AIM OF THE TASK: With no edits of any kind, print each record that follows.

DATASET CONTENT: Begin

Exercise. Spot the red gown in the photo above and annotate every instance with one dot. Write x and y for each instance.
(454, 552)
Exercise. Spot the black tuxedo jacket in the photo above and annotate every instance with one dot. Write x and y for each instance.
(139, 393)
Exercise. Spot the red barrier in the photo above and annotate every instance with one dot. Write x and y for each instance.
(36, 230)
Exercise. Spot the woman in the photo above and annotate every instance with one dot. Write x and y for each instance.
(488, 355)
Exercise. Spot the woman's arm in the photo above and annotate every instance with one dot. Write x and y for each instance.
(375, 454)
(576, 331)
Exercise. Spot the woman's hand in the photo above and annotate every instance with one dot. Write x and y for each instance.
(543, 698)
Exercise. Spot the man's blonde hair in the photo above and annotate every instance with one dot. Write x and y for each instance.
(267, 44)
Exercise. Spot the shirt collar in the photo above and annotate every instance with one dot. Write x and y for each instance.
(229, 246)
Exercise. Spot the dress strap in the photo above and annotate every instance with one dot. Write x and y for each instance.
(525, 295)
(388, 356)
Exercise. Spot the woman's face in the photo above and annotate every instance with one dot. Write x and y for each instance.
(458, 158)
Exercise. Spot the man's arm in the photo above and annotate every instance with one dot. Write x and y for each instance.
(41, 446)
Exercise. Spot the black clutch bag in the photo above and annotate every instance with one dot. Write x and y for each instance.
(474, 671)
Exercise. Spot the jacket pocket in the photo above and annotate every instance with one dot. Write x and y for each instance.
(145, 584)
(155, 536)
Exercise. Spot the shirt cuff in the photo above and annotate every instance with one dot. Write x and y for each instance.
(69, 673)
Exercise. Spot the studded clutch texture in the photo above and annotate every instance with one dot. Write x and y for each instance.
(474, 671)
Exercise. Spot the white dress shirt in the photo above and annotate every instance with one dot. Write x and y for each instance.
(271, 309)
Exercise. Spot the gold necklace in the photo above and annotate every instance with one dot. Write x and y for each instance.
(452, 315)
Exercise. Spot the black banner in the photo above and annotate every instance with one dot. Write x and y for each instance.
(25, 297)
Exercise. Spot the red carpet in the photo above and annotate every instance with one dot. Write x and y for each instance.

DATASET CONTENT: End

TASK ANSWER:
Exercise. Spot the red gown in the photo above and annotate every instance with one dot. Write x and y for each instance.
(454, 552)
Exercise. Spot the black tuxedo jacket in the photo above and annotate every instance with one dot. Write x and y for each instance.
(139, 393)
Exercise. Spot the red barrier in the photo above and annotate every instance with one dot. Write x and y for each instance.
(36, 230)
Exercise. Spot the woman in the photo above and annotate every instance with one dot. Write x and y for each instance.
(488, 355)
Exercise. Spot the woman's arm in the photo above and annotate every instance with one dot. Write x and y for each instance.
(375, 454)
(576, 331)
Exercise. Spot the woman's hand in the photo above and annotate every instance with one dot. Write x and y for each instance.
(543, 698)
Exercise. Spot the man's blonde hair in the photo above and annotate every instance with one dot. Write x and y for each instance.
(267, 44)
Exercise. Spot the shirt collar in the photo above and annotate every instance with one dot. Write x and y for each instance.
(229, 246)
Exercise. Spot the dress strap in the photo above and annotate every instance with one dot. Write x and y for each instance.
(525, 295)
(388, 356)
Exercise. Spot the woman's face in the photo above and annotate every instance with one dot. Write x and y for each instance.
(458, 158)
Exercise. Spot the man's arm in the photo above and annotate every instance with one dot. Write x and y for each instance.
(41, 446)
Exercise. Spot the black clutch bag in the photo above and annotate every instance with one dot. Write x and y for each instance.
(474, 671)
Exercise. Spot the jacket pocket in the photo above and annotate every instance with one dot. Write x and y for each instance.
(145, 584)
(155, 536)
Exercise. Spot the shirt cuff in the photo above and annotate every instance with one dot. Write x and y for each instance.
(69, 673)
Exercise. Spot the studded clutch texture in the photo above and annotate every instance with one dot. Write x and y for each instance.
(474, 671)
Exercise. Spot the white dress shirt in the photo above and annotate every instance with one dot. Write x and y for each instance.
(271, 309)
Exercise. Spot the gold necklace in the photo above and annotate every instance with one dot. Write x and y for each instance.
(452, 315)
Exercise. Spot the black banner in the photo above and annotate every instance with one dot. Write x and y for each instance.
(25, 297)
Exercise. Spot the red carpet in the photo above and annotate every instance with one dot. Write x and y for each instance.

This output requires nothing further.